**Work to do:**
Copy the data below word for word, starting at the beginning of the data and ending with the line that contains "M266 102L265 0L2", both ends included. Leave the pictures out of your copy.

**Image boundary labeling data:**

========================================

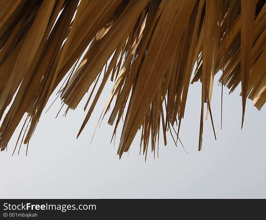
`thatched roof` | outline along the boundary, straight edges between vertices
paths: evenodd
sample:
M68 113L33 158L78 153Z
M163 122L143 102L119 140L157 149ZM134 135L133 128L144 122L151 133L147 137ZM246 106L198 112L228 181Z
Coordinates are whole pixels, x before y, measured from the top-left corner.
M266 102L265 0L2 0L0 8L1 150L25 113L26 131L18 138L28 143L67 74L59 93L66 112L93 87L78 136L106 82L113 82L103 115L114 103L108 123L114 136L124 123L120 157L139 129L144 154L149 140L155 150L159 134L165 145L167 132L178 137L190 84L199 79L200 150L204 106L213 127L213 78L220 70L219 81L231 91L241 84L242 125L247 98L259 109Z

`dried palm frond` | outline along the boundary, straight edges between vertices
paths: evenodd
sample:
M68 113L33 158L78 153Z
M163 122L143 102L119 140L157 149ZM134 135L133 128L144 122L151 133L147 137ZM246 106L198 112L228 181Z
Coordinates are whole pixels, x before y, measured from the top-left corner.
M11 104L0 128L1 150L25 113L28 143L68 73L60 90L66 113L96 82L78 136L107 80L113 82L103 113L114 103L113 136L125 112L120 157L139 129L144 154L150 139L155 152L160 127L165 145L175 122L178 137L195 63L191 83L202 85L199 150L204 103L214 131L210 104L219 70L231 91L241 83L242 126L247 98L258 109L266 102L265 0L2 0L0 8L0 118Z

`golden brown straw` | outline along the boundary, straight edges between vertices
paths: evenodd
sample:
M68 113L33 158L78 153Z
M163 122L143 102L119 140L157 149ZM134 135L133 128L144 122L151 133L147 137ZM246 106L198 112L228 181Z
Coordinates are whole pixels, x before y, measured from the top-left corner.
M247 98L258 109L266 102L265 0L1 0L0 8L0 119L11 104L0 128L1 151L25 113L28 144L68 73L60 91L66 113L96 82L78 136L107 80L113 82L103 114L114 102L113 137L125 114L120 157L138 129L146 155L149 140L155 155L160 127L165 145L167 131L178 137L189 85L199 79L200 150L205 105L214 131L211 100L220 70L230 92L241 83L242 126Z

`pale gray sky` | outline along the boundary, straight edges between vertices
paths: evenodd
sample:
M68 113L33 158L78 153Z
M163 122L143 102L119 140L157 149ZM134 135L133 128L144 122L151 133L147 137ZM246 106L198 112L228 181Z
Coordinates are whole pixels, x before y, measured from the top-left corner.
M55 120L60 108L57 100L42 115L27 156L25 145L19 155L11 156L21 126L10 141L7 152L0 153L0 197L266 197L266 108L259 111L248 100L241 130L240 86L229 95L225 87L221 130L221 87L216 83L218 79L217 76L215 78L211 104L217 140L209 117L204 122L202 150L198 151L201 84L196 83L189 90L180 133L188 154L180 145L176 148L168 134L166 146L160 137L159 159L154 160L150 152L146 163L144 157L138 154L139 134L128 157L125 153L119 159L116 154L122 124L114 147L113 143L110 144L113 127L107 123L109 115L97 129L86 153L111 83L77 140L76 134L86 114L83 111L86 99L75 111L69 111L66 118L62 117L62 111ZM150 152L150 145L149 147Z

========================================

**Completed task:**
`thatched roof` | outline along the boundary, straight edges between vertices
paths: evenodd
sample:
M68 113L33 158L78 153Z
M163 122L143 102L119 140L157 149ZM134 135L133 128L144 122L151 133L147 137ZM246 106L198 112L228 181Z
Coordinates are whole pixels, x before y, measured from the top-left corner.
M266 102L265 0L2 0L0 8L1 150L25 113L26 131L18 138L28 143L67 74L59 93L66 112L93 87L78 136L106 82L113 82L103 115L114 103L108 123L114 136L124 123L120 157L139 129L144 154L149 140L155 150L159 134L165 145L167 132L178 137L190 84L199 79L200 150L204 106L213 127L213 78L220 70L219 81L231 91L241 84L242 125L247 98L259 109Z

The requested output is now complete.